_Exercises_
1. Answer these from the Chrysler article:
(a) How large is the UAW retiree trust's stake in Chrysler?
(b) Which bank did the trust pick for both the IPO and the potential stake sale to Fiat?
(c) Where did banks pitch for roles in the offering in early March?
2. Reproduce the passage of the Chrysler article between "JPMorgan will advise" and "Workers retiree trust.", inclusive.
3. List every person named in the Chrysler article.
══ Article ══
JPMorgan Chase & Co. (JPM), the lender that lost almost $2 billion during Chrysler Group LLC’s 2009 bankruptcy, is now its chief adviser as the automaker’s two owners haggle over its value.
JPMorgan will advise Chrysler in the event of its sale to majority shareholder, Fiat SpA, said people with knowledge of the matter who asked not to be identified because the information is private. The bank was also listed this week as the lead underwriter of an initial public offering of Chrysler shares owned by the company’s other shareholder, a United Auto Workers retiree trust.
The dual role highlights the complicated path Chrysler has been forced to take to resolve a dispute between its two backers. Sergio Marchionne, the chief executive officer of both Chrysler and Fiat who has spent four years seeking to merge the companies, is at loggerheads with the UAW’s trust over the value of its 41.5 percent stake in Chrysler. Letting public investors put a price on the stake, through the IPO process, is one way to resolve the matter.
“From a banker’s viewpoint, more transactions are preferred to less,” said Jay Ritter, a professor of finance at the University of Florida. “In either an IPO or a merger, the acquisition of the remaining stake offers opportunities to collect fees.”
The New York-based bank isn’t alone. The UAW’s trust, known as a VEBA, has picked Deutsche Bank AG (DB) to represent it on both the IPO and the potential stake-sale to Fiat, people said.
Tasha Pelio, a spokeswoman at JPMorgan, declined to comment, as did Mayura Hooper at Deutsche Bank, Shawn Morgan at Chrysler, and a spokesman at Fiat. The Wall Street Journal reported Deutsche Bank’s role on the deal earlier.
Marchionne, meanwhile, finds himself in the position of running the company that’s being listed and also the controlling shareholder that’s opposed to the IPO. One question advisers to Chrysler, Fiat and the health-care trust have grappled with is how Marchionne will square Fiat’s unwillingness to pay a high valuation for Chrysler, while he pitches the company to public investors on a road show, said people familiar with the matter.
So far no one has a good answer to that question, said two of the people. Chrysler acknowledged Marchionne’s awkward role in the share sale preparation, saying in a filing this week that he “may have a conflict of interest with respect to matters involving both companies.”
Banks pitched for roles in the offering in early March at Chrysler’s Auburn Hills, Michigan headquarters, one of the people said. The meetings included senior executives of the retiree trust and the two carmakers, including Chrysler Chief Financial Officer Richard Palmer, the person said. Also present was Alain Lebec, a senior managing director at Brock Capital Group LLC, which is advising the VEBA, two people said.
JPMorgan was chosen by Chrysler even though the bank had a contentious past with Marchionne. It was the largest lender to Chrysler before its 2009 government-backed bankruptcy, and Marchionne and the U.S. Treasury pushed it for concessions -- often butting heads with JPMorgan Vice Chairman Jimmy Lee, said one of these people. Lee represented all the secured lenders, including other banks such as Citigroup Inc., in the negotiations.
═══
══ Data records ══
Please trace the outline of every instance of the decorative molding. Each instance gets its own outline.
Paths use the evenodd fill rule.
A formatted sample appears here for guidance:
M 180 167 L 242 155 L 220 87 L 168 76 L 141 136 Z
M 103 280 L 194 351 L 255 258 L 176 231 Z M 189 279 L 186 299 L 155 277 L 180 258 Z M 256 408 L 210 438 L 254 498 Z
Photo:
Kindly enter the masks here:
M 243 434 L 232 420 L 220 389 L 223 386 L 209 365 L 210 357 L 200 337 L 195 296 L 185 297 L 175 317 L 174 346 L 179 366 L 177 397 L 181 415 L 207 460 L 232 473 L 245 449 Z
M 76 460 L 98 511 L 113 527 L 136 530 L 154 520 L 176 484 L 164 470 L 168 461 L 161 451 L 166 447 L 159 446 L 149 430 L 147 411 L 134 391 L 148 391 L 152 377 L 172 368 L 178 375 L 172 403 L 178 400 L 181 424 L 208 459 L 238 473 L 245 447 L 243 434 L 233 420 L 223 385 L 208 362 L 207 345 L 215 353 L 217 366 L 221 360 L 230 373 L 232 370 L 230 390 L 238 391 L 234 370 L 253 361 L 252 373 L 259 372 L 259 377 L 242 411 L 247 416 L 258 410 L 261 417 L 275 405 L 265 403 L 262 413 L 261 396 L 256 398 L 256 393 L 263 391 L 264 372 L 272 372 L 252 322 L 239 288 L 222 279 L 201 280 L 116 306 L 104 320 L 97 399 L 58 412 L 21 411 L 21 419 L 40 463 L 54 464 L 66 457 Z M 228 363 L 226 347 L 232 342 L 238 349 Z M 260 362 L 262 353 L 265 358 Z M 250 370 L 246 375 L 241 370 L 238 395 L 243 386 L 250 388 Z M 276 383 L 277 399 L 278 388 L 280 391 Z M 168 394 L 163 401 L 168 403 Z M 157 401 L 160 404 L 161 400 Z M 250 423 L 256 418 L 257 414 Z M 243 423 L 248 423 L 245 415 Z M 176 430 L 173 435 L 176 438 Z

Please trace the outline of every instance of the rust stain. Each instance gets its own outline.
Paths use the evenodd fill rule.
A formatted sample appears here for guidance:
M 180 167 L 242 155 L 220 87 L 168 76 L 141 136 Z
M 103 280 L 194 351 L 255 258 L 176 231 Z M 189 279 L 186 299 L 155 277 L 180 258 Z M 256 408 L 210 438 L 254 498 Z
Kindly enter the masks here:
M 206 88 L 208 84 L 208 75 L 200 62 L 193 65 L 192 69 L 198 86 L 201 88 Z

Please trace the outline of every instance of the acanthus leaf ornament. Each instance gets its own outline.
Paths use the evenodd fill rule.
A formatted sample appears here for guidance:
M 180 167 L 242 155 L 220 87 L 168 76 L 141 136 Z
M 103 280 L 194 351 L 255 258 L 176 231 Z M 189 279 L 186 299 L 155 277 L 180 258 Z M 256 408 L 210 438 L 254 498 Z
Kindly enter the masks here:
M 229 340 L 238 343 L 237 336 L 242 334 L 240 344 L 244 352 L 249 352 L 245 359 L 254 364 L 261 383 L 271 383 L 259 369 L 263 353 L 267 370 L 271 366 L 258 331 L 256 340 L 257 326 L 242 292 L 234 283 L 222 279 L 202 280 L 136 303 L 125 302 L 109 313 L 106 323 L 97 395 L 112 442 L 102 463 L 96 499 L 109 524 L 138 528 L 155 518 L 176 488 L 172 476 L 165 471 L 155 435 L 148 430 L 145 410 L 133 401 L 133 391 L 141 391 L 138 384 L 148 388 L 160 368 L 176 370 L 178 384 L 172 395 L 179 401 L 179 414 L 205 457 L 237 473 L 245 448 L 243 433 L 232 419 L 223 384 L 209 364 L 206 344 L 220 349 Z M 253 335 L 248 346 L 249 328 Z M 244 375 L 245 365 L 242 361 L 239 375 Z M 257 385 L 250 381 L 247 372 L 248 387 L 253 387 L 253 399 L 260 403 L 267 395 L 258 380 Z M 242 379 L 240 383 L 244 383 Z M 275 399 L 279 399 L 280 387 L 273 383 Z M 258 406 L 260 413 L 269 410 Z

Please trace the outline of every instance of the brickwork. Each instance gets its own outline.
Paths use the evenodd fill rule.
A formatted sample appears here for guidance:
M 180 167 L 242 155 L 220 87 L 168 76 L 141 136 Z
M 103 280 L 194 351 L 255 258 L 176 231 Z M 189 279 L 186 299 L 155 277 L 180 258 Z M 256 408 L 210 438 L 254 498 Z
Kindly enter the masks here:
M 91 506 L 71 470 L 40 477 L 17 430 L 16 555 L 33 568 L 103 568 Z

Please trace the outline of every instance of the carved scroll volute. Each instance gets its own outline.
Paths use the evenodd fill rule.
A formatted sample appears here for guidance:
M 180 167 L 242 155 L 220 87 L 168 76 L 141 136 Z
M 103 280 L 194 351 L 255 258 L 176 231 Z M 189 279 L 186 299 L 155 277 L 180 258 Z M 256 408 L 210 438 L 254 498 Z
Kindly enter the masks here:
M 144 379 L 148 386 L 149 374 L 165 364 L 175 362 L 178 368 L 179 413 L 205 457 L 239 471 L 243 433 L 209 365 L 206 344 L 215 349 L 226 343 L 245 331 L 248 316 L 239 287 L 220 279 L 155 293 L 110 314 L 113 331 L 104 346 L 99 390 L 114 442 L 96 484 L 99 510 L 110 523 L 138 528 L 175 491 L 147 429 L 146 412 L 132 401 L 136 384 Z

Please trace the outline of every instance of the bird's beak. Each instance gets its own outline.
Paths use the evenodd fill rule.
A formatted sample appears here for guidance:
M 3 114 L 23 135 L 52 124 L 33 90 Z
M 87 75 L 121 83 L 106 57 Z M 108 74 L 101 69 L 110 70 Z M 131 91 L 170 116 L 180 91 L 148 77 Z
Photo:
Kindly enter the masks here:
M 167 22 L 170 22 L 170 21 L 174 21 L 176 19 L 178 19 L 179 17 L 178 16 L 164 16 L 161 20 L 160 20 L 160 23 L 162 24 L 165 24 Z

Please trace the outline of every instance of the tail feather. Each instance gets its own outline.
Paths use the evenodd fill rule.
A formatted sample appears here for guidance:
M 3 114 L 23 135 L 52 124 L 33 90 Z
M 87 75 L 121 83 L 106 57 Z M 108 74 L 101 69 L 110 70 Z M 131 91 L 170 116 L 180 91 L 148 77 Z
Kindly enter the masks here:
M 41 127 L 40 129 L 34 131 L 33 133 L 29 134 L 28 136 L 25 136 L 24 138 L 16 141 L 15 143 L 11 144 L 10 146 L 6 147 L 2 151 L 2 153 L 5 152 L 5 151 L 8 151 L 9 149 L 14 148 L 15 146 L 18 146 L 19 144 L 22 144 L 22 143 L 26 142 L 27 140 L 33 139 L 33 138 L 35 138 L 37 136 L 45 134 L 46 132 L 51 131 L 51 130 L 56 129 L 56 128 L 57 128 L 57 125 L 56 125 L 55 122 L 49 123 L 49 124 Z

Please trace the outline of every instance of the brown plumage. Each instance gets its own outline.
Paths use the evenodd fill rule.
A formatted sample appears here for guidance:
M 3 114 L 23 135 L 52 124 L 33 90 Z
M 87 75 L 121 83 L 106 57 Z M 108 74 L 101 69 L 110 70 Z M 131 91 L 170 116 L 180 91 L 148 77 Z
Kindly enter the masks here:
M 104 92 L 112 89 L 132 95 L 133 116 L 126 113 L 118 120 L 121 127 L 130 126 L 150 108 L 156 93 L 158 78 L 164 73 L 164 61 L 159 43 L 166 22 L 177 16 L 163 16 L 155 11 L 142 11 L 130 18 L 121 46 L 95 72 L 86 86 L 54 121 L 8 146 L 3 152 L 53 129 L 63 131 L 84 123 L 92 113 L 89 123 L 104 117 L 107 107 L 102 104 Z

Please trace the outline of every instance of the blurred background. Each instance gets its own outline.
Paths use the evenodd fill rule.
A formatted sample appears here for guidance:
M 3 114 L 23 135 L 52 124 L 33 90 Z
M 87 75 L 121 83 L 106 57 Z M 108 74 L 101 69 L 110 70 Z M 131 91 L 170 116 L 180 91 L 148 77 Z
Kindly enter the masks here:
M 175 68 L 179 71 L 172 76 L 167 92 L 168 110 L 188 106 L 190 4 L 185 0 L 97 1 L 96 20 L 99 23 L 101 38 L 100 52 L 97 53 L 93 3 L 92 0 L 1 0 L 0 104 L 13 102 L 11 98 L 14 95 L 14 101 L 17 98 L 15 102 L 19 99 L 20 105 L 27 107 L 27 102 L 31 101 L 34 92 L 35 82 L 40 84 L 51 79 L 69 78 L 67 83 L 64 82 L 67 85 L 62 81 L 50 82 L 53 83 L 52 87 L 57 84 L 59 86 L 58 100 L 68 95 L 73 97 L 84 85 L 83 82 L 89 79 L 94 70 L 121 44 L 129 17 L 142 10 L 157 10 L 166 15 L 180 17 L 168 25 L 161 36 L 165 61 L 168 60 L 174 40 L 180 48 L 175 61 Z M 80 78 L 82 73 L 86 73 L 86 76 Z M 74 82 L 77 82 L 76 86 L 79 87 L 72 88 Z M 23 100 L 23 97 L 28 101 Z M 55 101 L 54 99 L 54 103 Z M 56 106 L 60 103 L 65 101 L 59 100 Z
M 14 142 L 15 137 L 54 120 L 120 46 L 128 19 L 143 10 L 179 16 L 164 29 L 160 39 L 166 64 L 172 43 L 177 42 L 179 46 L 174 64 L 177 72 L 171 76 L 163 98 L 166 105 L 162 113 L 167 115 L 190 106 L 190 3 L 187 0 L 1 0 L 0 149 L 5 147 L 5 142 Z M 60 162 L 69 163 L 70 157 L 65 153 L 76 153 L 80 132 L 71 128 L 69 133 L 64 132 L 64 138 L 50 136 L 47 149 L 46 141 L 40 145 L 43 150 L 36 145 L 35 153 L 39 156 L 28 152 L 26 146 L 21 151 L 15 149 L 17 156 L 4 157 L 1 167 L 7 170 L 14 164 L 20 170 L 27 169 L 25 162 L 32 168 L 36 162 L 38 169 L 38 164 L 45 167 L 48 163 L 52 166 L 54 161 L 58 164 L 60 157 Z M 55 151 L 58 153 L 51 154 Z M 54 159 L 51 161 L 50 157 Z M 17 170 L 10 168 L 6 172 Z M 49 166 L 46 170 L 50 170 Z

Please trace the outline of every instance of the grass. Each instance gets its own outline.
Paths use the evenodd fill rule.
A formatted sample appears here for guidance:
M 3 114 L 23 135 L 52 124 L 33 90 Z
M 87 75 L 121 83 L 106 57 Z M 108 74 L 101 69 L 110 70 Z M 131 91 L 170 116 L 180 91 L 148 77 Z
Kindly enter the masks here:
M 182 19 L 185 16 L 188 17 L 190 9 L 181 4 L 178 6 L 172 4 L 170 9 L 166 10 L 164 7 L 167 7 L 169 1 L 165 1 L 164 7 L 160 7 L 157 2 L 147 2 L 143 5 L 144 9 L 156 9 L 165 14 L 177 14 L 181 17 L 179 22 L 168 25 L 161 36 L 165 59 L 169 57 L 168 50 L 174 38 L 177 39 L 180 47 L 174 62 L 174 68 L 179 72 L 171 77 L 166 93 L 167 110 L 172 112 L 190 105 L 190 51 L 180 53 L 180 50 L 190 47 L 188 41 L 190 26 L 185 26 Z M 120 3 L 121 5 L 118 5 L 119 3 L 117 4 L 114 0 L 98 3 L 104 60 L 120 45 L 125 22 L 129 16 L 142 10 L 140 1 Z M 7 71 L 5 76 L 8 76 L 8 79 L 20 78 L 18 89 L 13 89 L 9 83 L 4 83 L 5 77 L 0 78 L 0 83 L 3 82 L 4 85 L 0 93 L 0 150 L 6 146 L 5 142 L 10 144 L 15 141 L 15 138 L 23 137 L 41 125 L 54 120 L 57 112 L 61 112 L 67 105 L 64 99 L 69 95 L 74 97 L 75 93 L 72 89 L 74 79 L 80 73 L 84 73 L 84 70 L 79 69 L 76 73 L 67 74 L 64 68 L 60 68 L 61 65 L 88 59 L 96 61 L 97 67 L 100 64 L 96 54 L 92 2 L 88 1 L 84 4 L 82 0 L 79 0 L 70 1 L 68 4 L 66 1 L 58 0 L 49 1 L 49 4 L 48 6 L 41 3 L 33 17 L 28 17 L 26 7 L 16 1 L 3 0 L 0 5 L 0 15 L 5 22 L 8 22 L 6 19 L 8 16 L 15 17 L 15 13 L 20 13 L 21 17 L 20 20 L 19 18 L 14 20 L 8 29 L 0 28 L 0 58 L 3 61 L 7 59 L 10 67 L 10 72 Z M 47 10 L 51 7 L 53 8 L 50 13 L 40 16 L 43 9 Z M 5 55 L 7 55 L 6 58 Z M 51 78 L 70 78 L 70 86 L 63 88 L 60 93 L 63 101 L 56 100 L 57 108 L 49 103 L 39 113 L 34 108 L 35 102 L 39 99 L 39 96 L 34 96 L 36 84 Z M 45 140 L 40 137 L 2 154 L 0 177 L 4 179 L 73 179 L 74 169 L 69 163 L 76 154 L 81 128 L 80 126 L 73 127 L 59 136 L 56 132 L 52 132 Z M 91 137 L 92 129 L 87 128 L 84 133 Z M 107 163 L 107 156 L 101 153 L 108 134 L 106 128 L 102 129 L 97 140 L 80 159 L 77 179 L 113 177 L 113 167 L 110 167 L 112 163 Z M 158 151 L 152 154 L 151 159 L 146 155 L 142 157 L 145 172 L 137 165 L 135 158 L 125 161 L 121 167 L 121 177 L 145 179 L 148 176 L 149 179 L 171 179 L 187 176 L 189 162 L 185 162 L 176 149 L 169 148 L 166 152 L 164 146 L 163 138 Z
═══
_Answers in order_
1.
(a) 41.5 percent
(b) Deutsche Bank AG
(c) At Chrysler's Auburn Hills, Michigan headquarters

2.
JPMorgan will advise Chrysler in the event of its sale to majority shareholder, Fiat SpA, said people with knowledge of the matter who asked not to be identified because the information is private. The bank was also listed this week as the lead underwriter of an initial public offering of Chrysler shares owned by the company’s other shareholder, a United Auto Workers retiree trust.

3.
Sergio Marchionne
Jay Ritter
Tasha Pelio
Mayura Hooper
Shawn Morgan
Richard Palmer
Alain Lebec
Jimmy Lee